* begin DATA LISTING *
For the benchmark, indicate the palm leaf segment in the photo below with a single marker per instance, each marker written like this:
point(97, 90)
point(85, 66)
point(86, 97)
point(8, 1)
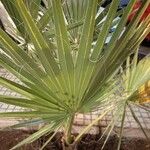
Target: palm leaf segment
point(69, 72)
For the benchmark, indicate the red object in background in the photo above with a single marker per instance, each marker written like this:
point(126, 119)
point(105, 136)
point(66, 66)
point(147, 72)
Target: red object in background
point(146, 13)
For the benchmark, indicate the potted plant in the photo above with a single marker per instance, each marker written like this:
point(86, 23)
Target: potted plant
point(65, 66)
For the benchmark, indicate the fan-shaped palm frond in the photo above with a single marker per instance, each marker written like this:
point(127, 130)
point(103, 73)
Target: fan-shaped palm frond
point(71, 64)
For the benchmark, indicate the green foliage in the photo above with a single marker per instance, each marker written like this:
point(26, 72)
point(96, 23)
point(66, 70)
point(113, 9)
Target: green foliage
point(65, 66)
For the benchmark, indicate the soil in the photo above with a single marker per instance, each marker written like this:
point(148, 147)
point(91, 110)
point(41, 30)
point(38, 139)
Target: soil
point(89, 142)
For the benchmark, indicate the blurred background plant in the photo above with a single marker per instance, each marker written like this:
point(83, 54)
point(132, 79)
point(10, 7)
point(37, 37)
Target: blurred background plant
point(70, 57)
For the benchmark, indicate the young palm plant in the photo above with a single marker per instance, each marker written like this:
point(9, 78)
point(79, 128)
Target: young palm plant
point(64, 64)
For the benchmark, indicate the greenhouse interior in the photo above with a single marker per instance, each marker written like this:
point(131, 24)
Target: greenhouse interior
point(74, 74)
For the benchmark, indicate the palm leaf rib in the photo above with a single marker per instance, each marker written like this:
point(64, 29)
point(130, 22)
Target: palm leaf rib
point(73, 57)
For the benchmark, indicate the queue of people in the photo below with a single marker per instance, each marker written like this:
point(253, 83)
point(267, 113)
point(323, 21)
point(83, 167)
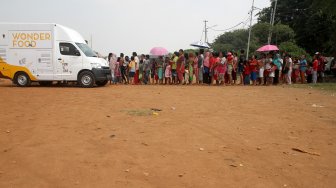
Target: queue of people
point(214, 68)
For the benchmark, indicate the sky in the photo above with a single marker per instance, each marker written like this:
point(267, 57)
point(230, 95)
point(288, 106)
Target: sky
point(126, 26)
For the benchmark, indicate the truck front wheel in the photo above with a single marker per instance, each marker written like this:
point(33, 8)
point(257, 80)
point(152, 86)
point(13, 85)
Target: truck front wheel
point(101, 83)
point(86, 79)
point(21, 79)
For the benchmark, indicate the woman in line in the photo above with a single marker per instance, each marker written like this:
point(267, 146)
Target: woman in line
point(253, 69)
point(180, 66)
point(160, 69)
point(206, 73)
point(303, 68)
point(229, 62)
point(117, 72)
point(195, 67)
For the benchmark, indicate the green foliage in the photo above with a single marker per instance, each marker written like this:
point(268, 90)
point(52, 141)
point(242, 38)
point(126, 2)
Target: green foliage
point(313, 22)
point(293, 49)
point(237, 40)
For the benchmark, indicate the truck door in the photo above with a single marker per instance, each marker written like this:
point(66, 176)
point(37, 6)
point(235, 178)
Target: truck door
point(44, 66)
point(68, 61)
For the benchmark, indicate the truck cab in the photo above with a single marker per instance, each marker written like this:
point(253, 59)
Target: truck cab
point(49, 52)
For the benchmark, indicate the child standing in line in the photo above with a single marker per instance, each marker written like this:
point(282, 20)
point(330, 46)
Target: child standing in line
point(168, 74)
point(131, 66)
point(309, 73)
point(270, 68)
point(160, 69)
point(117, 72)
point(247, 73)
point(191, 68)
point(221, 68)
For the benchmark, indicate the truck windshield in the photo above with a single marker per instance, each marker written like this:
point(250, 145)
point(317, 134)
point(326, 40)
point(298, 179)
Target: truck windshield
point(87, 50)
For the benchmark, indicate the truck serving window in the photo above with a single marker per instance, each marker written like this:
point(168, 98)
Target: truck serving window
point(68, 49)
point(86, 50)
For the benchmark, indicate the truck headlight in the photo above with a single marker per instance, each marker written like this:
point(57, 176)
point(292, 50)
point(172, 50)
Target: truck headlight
* end DATA LISTING *
» **WHAT YOU ARE ASKED TO DO**: Rewrite every item above, changing "marker" to "dot" wherever it occurs and keeping everything else the same. Omit the pictures from your answer.

» **SOLUTION FOR THIS TASK**:
For the benchmark, indicate the palm leaf segment in the photo below with a single dot per instance, each dot written like this:
point(97, 90)
point(85, 66)
point(86, 97)
point(8, 1)
Target: palm leaf segment
point(69, 72)
For the benchmark, indicate the red object in background in the photo above with a single dot per instance, each dot written like this:
point(126, 119)
point(105, 136)
point(66, 66)
point(147, 72)
Target: red object in background
point(146, 13)
For the benchmark, indicate the potted plant in the photo above with a single dot per instance, each dot written like this:
point(86, 23)
Target: potted plant
point(65, 66)
For the benchmark, indicate the fan-shaped palm frond in the photo above with a single dot per instance, each dot written like this:
point(127, 130)
point(103, 73)
Target: fan-shaped palm frond
point(71, 64)
For the benchmark, indicate the green foliage in the photo above with a single dot per instance, each dot written like this:
point(26, 72)
point(96, 23)
point(66, 70)
point(113, 9)
Target: green foliage
point(65, 66)
For the benchmark, indicate the soil in the photo above with a single dot per instance, each dot written like this:
point(148, 147)
point(91, 110)
point(41, 30)
point(38, 139)
Target: soil
point(89, 142)
For the benchmark, indicate the blurred background plant in the photo above with a single dot per instance, each dot written like this:
point(83, 54)
point(132, 79)
point(10, 7)
point(37, 37)
Target: blurred background plant
point(70, 57)
For the benchmark, indicate the young palm plant in the photo above with a single dot per instance, each dot written like this:
point(9, 78)
point(79, 128)
Target: young palm plant
point(64, 64)
For the benchmark, indicate the greenhouse interior in the photo above with a single dot per instance, each dot written like this:
point(131, 24)
Target: greenhouse interior
point(74, 74)
For the benchmark, indicate the palm leaf rib in the photo above with a single dot per instance, each dot written like this:
point(64, 29)
point(130, 22)
Target: palm leaf rib
point(73, 57)
For the benchmark, indicate the queue of people in the photo below with a single dot per instance, each dot written like this:
point(253, 83)
point(267, 113)
point(323, 21)
point(83, 167)
Target: queue of people
point(214, 68)
For the benchmark, indicate the sky in the photo above with a single dot per instance, each dot written like this:
point(267, 57)
point(230, 95)
point(288, 106)
Target: sky
point(126, 26)
For the benchmark, indicate the truck front wheel in the photo above with a single dot per instance, each dot written like this:
point(33, 8)
point(257, 80)
point(152, 86)
point(13, 85)
Target: truck front wheel
point(101, 83)
point(86, 79)
point(21, 79)
For the benchmark, indicate the woman in line in the photo above with a single dot per instance, each dot written like this:
point(267, 146)
Target: woman in line
point(253, 69)
point(180, 66)
point(160, 69)
point(206, 73)
point(303, 68)
point(229, 62)
point(117, 72)
point(195, 67)
For the benchmark, indicate the green foliage in the photo above with a single dot per instance, each dot written like this:
point(268, 90)
point(52, 141)
point(242, 38)
point(126, 2)
Target: green foliage
point(313, 22)
point(293, 49)
point(237, 40)
For the benchmark, indicate the truck door in the photo above with a single dot per instance, each dot written like this:
point(66, 176)
point(37, 6)
point(235, 178)
Target: truck door
point(44, 66)
point(68, 61)
For the benchmark, indicate the truck cab in the photo above with a single dot per instance, each dot written like this:
point(253, 59)
Target: truck cab
point(49, 52)
For the benchmark, indicate the child standing in line in the photo above with a single dot per instance, each dot written like this:
point(282, 20)
point(330, 46)
Target: child standing in line
point(168, 74)
point(131, 66)
point(309, 73)
point(270, 68)
point(160, 69)
point(117, 72)
point(247, 73)
point(191, 68)
point(221, 68)
For the benchmark, indicate the truck windshield in the photo above with a single dot per instance, each dot written like this:
point(250, 145)
point(317, 134)
point(326, 40)
point(298, 179)
Target: truck windshield
point(87, 50)
For the benchmark, indicate the truck serving window in the photo above with a single dot per instance, each dot written like this:
point(168, 98)
Target: truck serving window
point(68, 49)
point(86, 50)
For the benchmark, indicate the truck headlight in the photo above with a single dot per instance, each dot written like this:
point(57, 176)
point(292, 50)
point(172, 50)
Target: truck headlight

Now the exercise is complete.